• [Do this]:
Count the lines in the data below that contain the string "stack", matching case exactly, and reply with only that number.

• [Records for processing]:
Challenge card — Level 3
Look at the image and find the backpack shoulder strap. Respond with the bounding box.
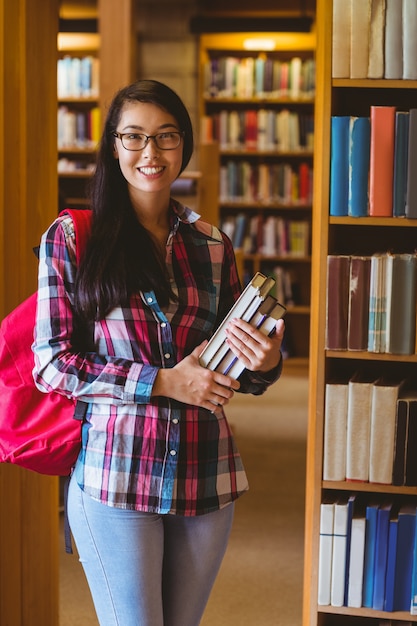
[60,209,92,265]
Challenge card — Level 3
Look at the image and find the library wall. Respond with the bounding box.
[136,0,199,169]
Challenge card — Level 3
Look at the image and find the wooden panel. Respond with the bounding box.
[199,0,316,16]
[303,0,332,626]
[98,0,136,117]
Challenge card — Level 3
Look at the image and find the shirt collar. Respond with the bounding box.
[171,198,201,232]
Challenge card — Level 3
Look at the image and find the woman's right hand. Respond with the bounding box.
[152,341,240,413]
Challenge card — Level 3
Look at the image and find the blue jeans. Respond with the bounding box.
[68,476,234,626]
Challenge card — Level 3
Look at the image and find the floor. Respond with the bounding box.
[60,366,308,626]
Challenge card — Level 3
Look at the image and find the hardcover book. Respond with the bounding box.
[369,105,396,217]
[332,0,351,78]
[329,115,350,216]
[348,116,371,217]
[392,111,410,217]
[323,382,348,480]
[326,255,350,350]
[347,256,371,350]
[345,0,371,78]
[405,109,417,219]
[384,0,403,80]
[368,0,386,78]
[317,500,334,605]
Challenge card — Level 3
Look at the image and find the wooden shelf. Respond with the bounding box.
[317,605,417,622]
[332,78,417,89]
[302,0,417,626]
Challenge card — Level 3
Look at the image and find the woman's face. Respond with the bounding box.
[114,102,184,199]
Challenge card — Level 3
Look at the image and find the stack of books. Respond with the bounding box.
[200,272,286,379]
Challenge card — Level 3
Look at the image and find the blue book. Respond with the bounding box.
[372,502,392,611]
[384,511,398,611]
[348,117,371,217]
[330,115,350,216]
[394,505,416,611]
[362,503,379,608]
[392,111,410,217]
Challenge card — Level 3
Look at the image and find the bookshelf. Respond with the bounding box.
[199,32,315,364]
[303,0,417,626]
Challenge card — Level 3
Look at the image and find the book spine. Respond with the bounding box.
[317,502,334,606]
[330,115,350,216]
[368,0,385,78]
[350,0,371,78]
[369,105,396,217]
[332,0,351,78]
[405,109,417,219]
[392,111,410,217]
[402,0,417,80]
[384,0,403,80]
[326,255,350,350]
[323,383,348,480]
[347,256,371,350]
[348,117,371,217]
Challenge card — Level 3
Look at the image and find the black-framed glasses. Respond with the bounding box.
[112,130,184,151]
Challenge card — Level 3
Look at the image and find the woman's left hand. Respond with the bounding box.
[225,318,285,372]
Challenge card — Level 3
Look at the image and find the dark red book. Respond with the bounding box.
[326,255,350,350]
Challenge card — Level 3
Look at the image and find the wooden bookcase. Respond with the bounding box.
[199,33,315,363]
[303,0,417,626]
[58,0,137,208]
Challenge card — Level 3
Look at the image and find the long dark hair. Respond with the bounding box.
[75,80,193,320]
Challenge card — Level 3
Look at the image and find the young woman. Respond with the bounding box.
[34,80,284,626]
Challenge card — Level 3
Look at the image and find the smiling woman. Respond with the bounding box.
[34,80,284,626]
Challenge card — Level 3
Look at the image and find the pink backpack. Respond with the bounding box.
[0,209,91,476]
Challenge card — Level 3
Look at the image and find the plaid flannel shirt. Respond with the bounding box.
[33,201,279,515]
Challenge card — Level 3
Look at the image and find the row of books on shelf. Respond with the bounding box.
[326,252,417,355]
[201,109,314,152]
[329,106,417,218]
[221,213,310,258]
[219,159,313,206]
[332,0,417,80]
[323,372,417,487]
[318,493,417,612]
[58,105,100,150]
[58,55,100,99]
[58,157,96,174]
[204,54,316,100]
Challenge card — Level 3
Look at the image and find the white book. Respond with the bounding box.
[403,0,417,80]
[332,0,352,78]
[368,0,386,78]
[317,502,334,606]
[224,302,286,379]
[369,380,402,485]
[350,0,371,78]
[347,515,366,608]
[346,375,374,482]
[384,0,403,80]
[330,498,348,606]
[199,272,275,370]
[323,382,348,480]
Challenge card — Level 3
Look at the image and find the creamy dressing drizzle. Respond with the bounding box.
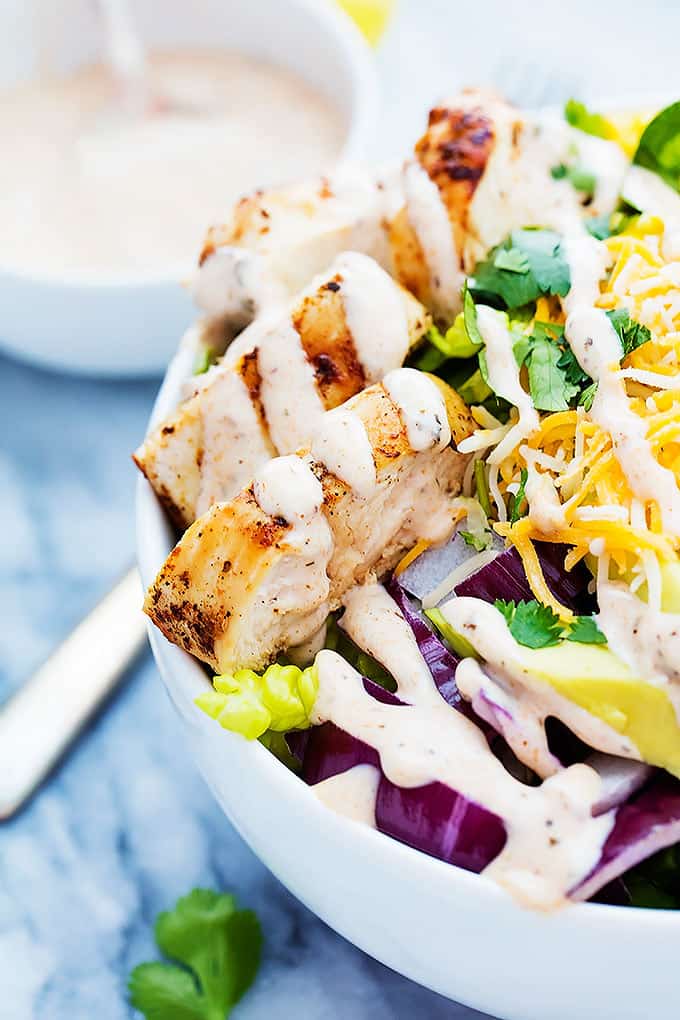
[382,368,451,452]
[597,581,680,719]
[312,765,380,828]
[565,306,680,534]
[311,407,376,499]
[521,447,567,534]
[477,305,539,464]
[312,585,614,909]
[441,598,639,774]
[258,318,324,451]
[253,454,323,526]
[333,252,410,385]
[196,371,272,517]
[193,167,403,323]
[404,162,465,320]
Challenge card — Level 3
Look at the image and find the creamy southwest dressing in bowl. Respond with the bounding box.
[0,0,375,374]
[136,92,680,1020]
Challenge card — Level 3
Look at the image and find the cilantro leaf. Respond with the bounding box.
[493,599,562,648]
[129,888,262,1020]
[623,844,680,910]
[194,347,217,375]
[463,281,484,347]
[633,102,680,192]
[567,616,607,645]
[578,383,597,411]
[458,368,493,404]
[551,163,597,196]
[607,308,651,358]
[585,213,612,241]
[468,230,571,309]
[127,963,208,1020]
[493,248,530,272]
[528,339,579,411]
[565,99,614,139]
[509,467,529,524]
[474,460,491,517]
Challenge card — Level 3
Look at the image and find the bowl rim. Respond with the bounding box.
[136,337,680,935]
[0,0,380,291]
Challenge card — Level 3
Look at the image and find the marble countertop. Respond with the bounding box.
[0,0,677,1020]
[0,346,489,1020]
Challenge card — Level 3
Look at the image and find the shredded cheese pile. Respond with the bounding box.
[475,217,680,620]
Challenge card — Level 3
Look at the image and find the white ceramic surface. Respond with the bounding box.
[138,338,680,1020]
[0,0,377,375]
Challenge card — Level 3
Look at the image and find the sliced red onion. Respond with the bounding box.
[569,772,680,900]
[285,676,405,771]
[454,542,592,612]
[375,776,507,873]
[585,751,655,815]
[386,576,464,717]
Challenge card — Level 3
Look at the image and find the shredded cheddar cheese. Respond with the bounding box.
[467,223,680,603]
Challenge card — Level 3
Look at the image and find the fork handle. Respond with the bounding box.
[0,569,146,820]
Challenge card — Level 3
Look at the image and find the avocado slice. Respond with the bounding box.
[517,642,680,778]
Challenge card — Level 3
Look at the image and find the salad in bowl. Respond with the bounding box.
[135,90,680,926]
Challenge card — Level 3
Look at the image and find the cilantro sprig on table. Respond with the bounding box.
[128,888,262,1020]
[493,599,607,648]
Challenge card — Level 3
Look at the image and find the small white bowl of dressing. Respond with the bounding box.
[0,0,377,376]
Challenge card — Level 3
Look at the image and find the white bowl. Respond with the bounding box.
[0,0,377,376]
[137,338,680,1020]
--
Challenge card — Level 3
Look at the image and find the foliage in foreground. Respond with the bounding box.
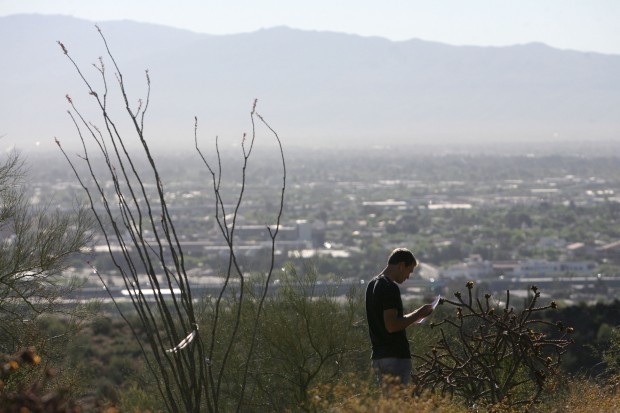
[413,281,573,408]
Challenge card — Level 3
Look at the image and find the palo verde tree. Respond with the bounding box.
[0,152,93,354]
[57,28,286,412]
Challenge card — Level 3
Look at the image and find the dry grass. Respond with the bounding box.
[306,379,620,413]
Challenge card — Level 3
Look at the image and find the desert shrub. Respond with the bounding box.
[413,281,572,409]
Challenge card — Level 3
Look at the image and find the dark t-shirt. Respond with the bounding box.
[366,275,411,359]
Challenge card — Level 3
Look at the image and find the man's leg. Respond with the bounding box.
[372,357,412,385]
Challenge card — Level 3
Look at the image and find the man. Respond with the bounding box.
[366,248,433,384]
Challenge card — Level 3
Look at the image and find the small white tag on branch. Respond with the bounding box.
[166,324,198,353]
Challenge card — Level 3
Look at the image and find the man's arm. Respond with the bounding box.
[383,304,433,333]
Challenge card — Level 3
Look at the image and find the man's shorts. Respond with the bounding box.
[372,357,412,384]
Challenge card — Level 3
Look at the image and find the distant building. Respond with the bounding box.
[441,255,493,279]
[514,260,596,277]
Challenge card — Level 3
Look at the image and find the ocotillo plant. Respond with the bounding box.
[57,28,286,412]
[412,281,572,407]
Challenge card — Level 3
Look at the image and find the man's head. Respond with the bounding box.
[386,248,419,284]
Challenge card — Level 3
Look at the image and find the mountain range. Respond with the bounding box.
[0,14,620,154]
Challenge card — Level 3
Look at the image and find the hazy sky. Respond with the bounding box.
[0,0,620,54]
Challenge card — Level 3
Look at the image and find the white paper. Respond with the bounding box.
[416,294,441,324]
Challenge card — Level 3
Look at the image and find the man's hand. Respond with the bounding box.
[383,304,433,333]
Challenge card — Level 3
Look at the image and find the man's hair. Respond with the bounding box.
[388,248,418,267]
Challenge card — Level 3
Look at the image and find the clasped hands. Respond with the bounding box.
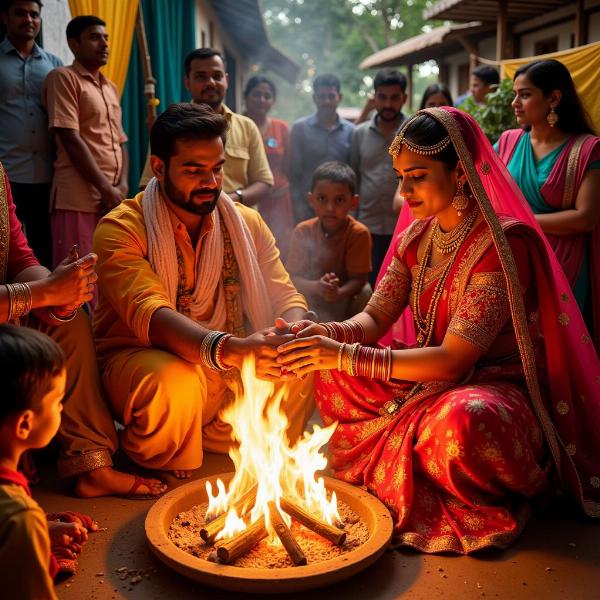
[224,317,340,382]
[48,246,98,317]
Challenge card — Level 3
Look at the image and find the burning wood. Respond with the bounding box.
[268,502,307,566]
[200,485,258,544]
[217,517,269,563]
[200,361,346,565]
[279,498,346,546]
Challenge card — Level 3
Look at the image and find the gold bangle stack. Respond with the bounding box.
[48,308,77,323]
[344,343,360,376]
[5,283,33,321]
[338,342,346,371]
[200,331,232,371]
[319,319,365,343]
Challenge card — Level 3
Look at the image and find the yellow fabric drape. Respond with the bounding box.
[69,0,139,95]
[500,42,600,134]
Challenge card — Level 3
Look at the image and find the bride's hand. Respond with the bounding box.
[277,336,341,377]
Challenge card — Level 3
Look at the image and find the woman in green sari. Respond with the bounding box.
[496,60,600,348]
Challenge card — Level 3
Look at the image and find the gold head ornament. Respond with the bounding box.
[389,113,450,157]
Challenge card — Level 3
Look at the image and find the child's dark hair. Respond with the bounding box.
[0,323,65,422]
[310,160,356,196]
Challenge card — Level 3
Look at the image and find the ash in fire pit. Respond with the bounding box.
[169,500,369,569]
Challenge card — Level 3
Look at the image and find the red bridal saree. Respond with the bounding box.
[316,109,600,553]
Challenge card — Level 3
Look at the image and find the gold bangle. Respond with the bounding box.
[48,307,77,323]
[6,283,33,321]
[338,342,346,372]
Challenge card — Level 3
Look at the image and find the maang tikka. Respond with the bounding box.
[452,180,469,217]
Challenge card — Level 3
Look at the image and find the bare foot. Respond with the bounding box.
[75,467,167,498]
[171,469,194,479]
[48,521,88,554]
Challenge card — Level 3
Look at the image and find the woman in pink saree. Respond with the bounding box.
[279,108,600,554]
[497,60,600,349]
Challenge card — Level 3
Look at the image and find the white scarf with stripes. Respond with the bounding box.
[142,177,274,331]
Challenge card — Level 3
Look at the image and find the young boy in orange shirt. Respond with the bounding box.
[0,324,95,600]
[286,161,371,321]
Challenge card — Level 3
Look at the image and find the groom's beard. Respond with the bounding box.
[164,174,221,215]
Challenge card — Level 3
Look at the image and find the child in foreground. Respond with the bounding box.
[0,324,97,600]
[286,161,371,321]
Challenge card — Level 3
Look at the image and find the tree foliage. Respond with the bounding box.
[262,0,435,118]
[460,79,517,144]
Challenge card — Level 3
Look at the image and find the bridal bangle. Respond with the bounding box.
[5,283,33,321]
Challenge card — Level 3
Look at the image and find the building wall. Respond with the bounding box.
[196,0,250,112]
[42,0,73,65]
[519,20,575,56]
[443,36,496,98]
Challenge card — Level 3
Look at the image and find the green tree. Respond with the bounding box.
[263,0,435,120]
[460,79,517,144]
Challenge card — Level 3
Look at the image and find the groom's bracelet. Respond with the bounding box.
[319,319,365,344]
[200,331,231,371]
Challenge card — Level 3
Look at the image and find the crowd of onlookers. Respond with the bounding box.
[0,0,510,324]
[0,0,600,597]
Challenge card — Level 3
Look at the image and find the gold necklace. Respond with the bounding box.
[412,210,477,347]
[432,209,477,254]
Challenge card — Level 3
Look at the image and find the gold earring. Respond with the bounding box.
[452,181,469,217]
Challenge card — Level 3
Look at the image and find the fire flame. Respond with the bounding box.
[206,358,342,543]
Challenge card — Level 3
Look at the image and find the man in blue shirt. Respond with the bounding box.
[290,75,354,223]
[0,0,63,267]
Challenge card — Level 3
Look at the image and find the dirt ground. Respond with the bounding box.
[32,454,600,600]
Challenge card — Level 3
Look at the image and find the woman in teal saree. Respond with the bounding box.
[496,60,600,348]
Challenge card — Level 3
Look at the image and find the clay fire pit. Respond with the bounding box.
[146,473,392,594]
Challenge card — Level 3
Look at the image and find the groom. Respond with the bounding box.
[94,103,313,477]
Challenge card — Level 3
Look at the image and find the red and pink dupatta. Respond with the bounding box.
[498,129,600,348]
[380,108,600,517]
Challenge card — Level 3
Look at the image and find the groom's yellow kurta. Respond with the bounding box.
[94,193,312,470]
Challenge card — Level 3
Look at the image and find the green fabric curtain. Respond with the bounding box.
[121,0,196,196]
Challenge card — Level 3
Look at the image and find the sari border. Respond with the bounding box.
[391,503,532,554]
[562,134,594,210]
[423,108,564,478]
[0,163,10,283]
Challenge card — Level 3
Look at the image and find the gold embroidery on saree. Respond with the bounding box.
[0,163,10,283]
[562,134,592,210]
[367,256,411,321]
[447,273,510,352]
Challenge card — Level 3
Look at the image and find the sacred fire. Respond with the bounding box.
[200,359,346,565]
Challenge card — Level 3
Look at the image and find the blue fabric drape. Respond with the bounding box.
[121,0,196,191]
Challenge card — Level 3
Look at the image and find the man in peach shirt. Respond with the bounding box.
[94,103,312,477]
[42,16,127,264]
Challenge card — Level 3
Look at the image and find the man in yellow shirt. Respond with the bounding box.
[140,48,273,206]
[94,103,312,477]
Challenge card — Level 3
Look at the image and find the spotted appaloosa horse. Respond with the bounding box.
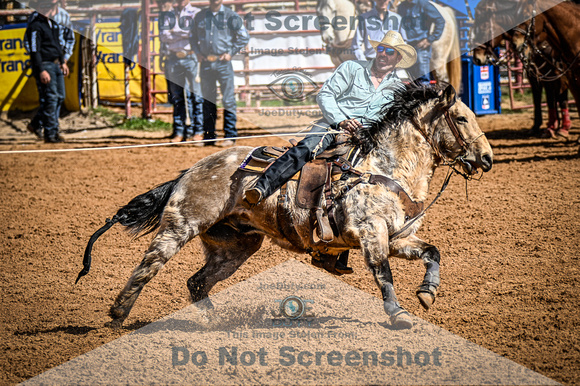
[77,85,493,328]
* * *
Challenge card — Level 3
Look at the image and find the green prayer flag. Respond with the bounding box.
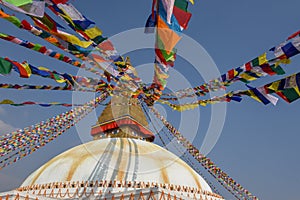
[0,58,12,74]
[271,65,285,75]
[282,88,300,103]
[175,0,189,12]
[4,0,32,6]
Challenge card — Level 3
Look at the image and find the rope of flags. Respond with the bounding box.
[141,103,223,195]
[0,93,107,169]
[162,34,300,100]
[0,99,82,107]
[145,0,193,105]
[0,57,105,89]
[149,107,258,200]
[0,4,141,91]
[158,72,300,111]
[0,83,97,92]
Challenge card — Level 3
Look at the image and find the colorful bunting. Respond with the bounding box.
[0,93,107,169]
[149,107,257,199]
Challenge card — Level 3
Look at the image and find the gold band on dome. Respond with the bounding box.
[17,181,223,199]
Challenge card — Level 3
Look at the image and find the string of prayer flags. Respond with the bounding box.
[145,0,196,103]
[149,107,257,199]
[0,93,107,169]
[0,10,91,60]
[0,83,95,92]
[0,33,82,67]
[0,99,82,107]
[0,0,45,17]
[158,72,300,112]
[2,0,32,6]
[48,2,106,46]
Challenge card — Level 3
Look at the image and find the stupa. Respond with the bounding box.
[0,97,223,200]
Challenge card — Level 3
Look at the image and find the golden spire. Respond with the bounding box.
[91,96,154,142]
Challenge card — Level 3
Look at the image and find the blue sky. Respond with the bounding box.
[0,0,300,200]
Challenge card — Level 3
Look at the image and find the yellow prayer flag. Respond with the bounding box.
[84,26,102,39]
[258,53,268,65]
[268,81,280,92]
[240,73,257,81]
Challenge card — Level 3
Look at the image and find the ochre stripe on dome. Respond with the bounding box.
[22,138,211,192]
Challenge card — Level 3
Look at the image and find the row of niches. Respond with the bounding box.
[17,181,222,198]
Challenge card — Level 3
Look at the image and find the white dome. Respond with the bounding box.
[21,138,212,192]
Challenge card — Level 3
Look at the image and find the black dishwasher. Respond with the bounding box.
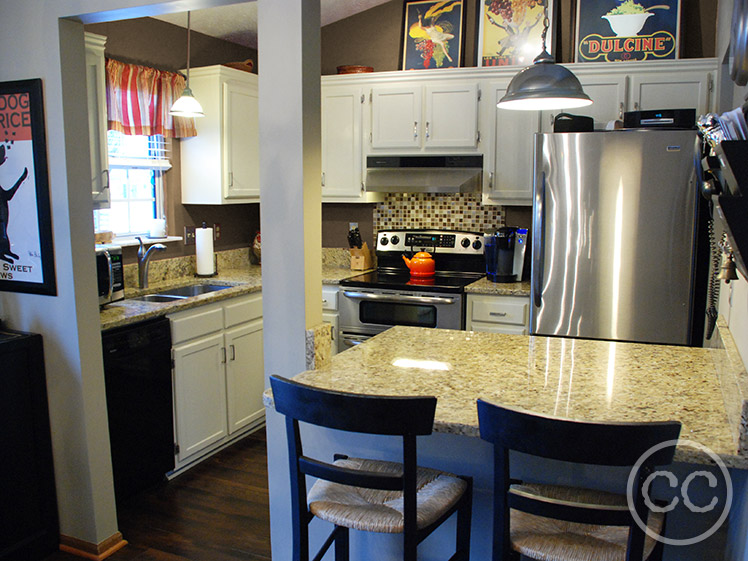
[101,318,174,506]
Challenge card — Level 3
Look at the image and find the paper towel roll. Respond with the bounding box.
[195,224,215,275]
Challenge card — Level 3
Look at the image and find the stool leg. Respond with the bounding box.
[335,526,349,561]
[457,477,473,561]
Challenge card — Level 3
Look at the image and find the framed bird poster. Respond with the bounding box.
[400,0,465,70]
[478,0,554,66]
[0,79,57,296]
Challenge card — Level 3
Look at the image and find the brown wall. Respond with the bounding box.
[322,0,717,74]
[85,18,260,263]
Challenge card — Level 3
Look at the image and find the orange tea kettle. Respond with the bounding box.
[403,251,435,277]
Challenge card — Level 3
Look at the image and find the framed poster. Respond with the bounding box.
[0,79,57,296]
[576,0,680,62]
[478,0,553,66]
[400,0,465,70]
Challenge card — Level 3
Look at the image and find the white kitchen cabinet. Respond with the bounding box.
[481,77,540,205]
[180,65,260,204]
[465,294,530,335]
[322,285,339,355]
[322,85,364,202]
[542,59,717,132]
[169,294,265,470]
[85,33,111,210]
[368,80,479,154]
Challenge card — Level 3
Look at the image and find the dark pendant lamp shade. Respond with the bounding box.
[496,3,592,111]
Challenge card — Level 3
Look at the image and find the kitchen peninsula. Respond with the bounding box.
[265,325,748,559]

• [Task result]:
2